(Point labeling data based on photos)
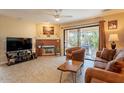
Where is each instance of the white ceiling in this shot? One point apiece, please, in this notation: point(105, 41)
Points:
point(42, 15)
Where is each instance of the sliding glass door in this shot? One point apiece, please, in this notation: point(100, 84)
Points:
point(86, 37)
point(71, 38)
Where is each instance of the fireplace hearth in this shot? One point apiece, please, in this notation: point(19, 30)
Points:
point(48, 50)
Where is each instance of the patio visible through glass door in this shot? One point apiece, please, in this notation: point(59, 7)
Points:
point(86, 37)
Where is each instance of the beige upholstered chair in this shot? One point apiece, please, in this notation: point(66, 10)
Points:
point(107, 71)
point(75, 53)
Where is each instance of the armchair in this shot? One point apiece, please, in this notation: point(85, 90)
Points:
point(75, 53)
point(100, 75)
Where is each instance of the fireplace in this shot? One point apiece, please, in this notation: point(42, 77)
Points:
point(48, 50)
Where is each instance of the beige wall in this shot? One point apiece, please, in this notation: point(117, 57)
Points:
point(40, 35)
point(120, 29)
point(10, 27)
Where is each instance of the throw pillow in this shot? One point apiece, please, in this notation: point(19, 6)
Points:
point(114, 67)
point(108, 54)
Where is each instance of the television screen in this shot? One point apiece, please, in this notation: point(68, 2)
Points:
point(14, 44)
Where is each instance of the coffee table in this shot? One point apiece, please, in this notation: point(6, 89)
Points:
point(70, 66)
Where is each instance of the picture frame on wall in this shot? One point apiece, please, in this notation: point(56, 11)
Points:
point(112, 24)
point(48, 30)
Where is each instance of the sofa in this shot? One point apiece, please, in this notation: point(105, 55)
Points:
point(75, 53)
point(107, 70)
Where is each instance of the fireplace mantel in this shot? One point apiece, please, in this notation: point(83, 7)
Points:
point(40, 43)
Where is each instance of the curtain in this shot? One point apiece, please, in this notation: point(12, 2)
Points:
point(102, 40)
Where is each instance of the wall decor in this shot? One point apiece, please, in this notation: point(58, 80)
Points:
point(48, 30)
point(112, 24)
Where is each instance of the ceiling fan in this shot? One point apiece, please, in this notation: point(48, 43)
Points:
point(57, 15)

• [WORK TO BE COMPLETED]: Could you retype every row above word for word, leaving the pictures out?

• [IN RESPONSE]:
Where is each instance of the white ceiling in this shot? One point apiece, please, in this notation: point(105, 41)
Points:
point(42, 15)
Where is each instance of the sliding glass door in this shot? One point apiece, please, in this notation: point(100, 84)
Points:
point(86, 37)
point(71, 38)
Where is each instance of the fireplace hearth in this shot? One point apiece, please, in this notation: point(19, 30)
Points:
point(48, 50)
Where is each instance of the patio visible through glass door in this shot? One point apiece, please, in this notation: point(59, 7)
Points:
point(86, 37)
Where is each instance of the beige upholstered chair in this shot? One point apiece, please, in this notation: point(66, 10)
Points:
point(107, 71)
point(75, 53)
Where is each instance of the armchair in this shot? One point apiece, please, in this notation: point(85, 90)
Points:
point(75, 53)
point(100, 75)
Where is each instance of the fireplace in this shot? One point apiece, please, in this notation: point(42, 77)
Points:
point(48, 50)
Where is each instance of the beige wall in this shot? One point apiece, please, in this notation: point(117, 57)
Points:
point(40, 35)
point(120, 29)
point(10, 27)
Where is each instance of the throw pillow in this shot? One point apiece, please, in this notation: point(19, 6)
Points:
point(114, 67)
point(108, 54)
Where is each instance of the television screen in this shot? One point apiece, please, in this notation: point(68, 2)
Points:
point(14, 44)
Where is each instance of the coffee table in this shot? One point apiece, please, in this notation: point(6, 89)
Points:
point(70, 66)
Where is each instance of the picture frame on wall in this shot? One point apiece, please, in this notation: point(56, 11)
Points:
point(112, 24)
point(48, 30)
Where is each instance of the sofa in this shot? One point apiece, please, in this notation: point(105, 55)
Points:
point(75, 53)
point(107, 70)
Where is each instance of the fireplace mantel in this shot? One point apiece, please, in this notation: point(83, 7)
Points:
point(40, 43)
Where is each instance of the curtain in this shot? One point apiece, please, in this notation: point(12, 2)
Points:
point(102, 40)
Where is each instance of the wall decor in this shot? One point apiece, please, in this notation: point(58, 80)
Points:
point(48, 30)
point(112, 24)
Where is each instance of the ceiling fan in this shot? One point apiece, please, in this notation: point(48, 43)
Points:
point(57, 15)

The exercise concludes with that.